DOCUMENT TEXT:

# # #

Federal Court Decisions

Decision Information

Decision Content

Date: 20211006


Docket: IMM-3044-20

Citation: 2021 FC 1034

Ottawa, Ontario, October 6, 2021

PRESENT: The Honourable Mr. Justice Zinn

BETWEEN:

YUNYAO WU

Applicant

and

THE MINISTER OF CITIZENSHIP AND IMMIGRATION

Respondent

JUDGMENT AND REASONS

[1] This is an application for judicial review of the July 6, 2020, decision of the Minister’s delegate [the Delegate] denying the Applicant’s application for permanent residence from within Canada on humanitarian and compassionate grounds.

[2] The Delegate failed to consider one of the significant concerns raised in the application regarding the best interests of the Applicant’s child. Moreover, the Delegate’s analysis of the willingness of local authorities in China to assist the Applicant and her daughter if the feared consequences occurred is speculative and does not accord with the evidence. For these reasons, the decision is not reasonable and this application is allowed.

[3] In May 2016, the Applicant, a Chinese national, entered Canada with her mother and while in Canada she met and entered into a relationship with a Canadian citizen of Chinese origin. He is the son of a friend of the Applicant’s mother.

[4] Shortly after moving in with this man, the Applicant became pregnant and gave birth to a daughter in April 2017.

[5] There is evidence that this man became abusive towards the Applicant and she left him, taking her daughter. The Applicant and her daughter lived in a women’s shelter for approximately two months before relocating to the Greater Toronto Area. They have a restraining order against the man.

[6] On October 23, 2018, the Applicant applied for permanent residence. She sought an exemption allowing her to apply from within Canada on humanitarian and compassionate grounds. On July 7, 2020, the Delegate informed the Applicant that her request for an exemption was denied.

[7] The Applicant raises a number of grounds in her memorandum attacking the reasonableness of the decision; however, at the oral hearing she restricted her submission to matters relating to the Delegate’s analysis of the best interest of the child.

[8] The Applicant submits that the Delegate addressed risks posed to the Applicant if she is required to return to China, but failed to address the risks to the child. The Delegate treated them as if they were the same. The Respondent submits that no specific hardship factors were raised in the application with respect to the child and the Delegate was therefore not required to consider the child’s risk factors separately from the Applicant’s.

[9] I do not accept the Respondent’s submission. While the hardship and risk factors raised at the hearing by the Applicant are not as clearly set out as one might wish, on a careful reading of the submission and supporting documents, they may be found.

[10] It is trite that a decision-maker must properly engage with the arguments raised by the parties. “[A] decision maker’s failure to meaningfully grapple with key issues or central arguments raised by the parties may call into question whether the decision maker was actually alert and sensitive to the matter before it”: Canada (Minister of Citizenship and Immigration) v Vavilov, 2019 SCC 65 at para 128.

# # #

SHORT PROBLEM A:
Answer these questions about the court decision:
(i) What citation is given for the decision?
(ii) In what month and year did the Applicant give birth to her daughter?
(iii) On what date did the Applicant apply for permanent residence?
The listing that follows is unrelated to the court decision.

# # #

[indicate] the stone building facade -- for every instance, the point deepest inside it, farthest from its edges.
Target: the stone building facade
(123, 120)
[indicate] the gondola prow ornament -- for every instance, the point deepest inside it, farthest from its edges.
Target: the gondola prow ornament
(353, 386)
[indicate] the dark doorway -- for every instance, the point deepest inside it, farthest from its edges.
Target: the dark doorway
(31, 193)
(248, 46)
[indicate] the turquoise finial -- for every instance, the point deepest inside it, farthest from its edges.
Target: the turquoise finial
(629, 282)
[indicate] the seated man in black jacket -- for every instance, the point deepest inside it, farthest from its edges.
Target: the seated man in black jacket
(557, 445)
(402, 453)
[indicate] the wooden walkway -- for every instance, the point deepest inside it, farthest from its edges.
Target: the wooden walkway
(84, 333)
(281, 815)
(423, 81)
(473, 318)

# # #

SHORT PROBLEM B:
Reproduce the lines of the listing word for word, from the line containing "[indicate] the wooden" through the last line of the listing.

OUTPUT A:
(i) 2021 FC 1034
(ii) April 2017
(iii) October 23, 2018

OUTPUT B:
[indicate] the wooden walkway -- for every instance, the point deepest inside it, farthest from its edges.
Target: the wooden walkway
(84, 333)
(281, 815)
(423, 81)
(473, 318)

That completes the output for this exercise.